- [WRITTEN EXERCISE]
Convert the lines below into a numbered list, omitting blank lines and leaving out the pictures.

● ● ● ● ● ● ●

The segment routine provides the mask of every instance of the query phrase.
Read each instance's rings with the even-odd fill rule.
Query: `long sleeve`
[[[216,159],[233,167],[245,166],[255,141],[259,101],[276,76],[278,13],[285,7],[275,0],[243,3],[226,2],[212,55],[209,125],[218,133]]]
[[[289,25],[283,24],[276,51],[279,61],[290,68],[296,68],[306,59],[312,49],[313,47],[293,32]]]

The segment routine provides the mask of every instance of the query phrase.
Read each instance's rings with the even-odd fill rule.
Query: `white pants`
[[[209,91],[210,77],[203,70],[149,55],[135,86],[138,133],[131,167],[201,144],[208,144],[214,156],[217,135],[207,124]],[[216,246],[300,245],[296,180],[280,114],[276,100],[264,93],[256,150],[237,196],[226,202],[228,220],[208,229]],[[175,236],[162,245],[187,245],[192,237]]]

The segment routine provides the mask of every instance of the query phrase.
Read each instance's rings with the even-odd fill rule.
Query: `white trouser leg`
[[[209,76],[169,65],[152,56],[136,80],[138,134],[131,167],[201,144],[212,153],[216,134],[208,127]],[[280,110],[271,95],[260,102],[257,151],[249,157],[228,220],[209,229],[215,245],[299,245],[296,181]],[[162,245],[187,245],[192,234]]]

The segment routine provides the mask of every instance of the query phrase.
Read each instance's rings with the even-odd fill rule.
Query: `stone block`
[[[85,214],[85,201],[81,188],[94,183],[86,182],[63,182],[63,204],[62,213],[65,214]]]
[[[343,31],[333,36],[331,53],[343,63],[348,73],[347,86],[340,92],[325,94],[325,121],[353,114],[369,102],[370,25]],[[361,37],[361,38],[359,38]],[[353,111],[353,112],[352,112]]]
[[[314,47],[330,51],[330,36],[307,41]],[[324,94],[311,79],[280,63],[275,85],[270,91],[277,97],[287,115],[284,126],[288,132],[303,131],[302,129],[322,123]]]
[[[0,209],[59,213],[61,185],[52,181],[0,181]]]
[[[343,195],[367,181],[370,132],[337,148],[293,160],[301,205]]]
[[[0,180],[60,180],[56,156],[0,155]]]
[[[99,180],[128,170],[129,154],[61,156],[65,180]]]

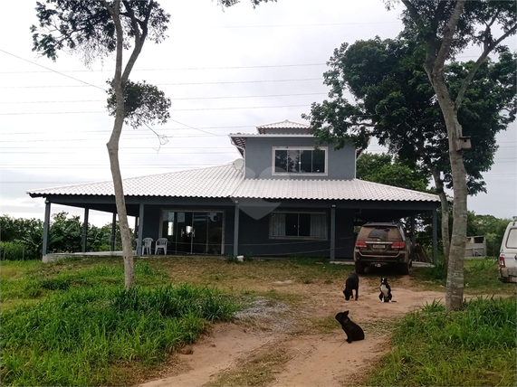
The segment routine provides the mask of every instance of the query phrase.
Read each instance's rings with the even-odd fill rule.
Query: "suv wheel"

● ● ● ● ● ● ●

- [FULL ANSWER]
1. The segment routine provides the mask of every instance of the query phrase.
2. Read each instance's rings with the even-odd fill rule.
3. Query: `long sleeve`
4. [[[216,159],[233,167],[245,166],[255,141],[259,101],[276,76],[278,13],[285,7],[275,0],[243,3],[226,2],[212,55],[209,125],[218,133]]]
5. [[[289,25],[283,24],[276,51],[279,61],[290,68],[296,68],[306,59],[312,49],[313,47],[293,32]]]
6. The segment routine provides the mask of every instance of the query phrase.
7. Read each instance's rings with the even-odd fill rule.
8. Query: `white pants`
9. [[[209,91],[210,77],[203,70],[149,55],[135,86],[138,133],[131,167],[201,144],[208,144],[214,156],[217,135],[207,124]],[[216,246],[300,245],[296,180],[280,114],[276,100],[264,93],[256,150],[237,196],[226,202],[228,220],[208,229]],[[175,236],[162,245],[187,245],[192,237]]]
10. The segment routine provides the mask of every instance of the query phrase.
11. Read each instance's rings with the even-odd fill rule.
12. Query: `white trouser leg`
13. [[[209,76],[169,65],[152,56],[136,80],[138,134],[131,167],[201,144],[212,153],[216,134],[208,127]],[[280,110],[271,95],[260,102],[257,151],[249,157],[228,220],[209,229],[215,245],[299,245],[296,181]],[[162,245],[187,245],[192,234]]]
14. The segment routine provides the mask of every instance of the query phrase.
15. Read each instance's rings with the even-odd fill rule.
16. Query: `stone block`
17. [[[85,214],[85,201],[81,188],[94,183],[86,182],[63,182],[63,204],[62,213],[65,214]]]
18. [[[343,31],[333,36],[331,53],[343,63],[348,73],[347,86],[340,92],[325,94],[325,121],[353,114],[369,102],[370,25]],[[361,37],[361,38],[359,38]],[[353,111],[353,112],[352,112]]]
19. [[[314,47],[330,51],[330,36],[307,41]],[[324,94],[311,79],[280,63],[275,85],[270,91],[277,97],[287,115],[284,126],[288,132],[303,131],[302,129],[322,123]]]
20. [[[0,209],[59,213],[61,185],[52,181],[0,181]]]
21. [[[343,195],[367,181],[370,132],[337,148],[293,160],[301,205]]]
22. [[[0,180],[60,180],[56,156],[0,155]]]
23. [[[99,180],[128,170],[129,154],[61,156],[65,180]]]
24. The segment routine provides the mask of every instance of the query phrase.
25. Read each instance's rings with the even-odd fill rule.
26. Query: "suv wheel"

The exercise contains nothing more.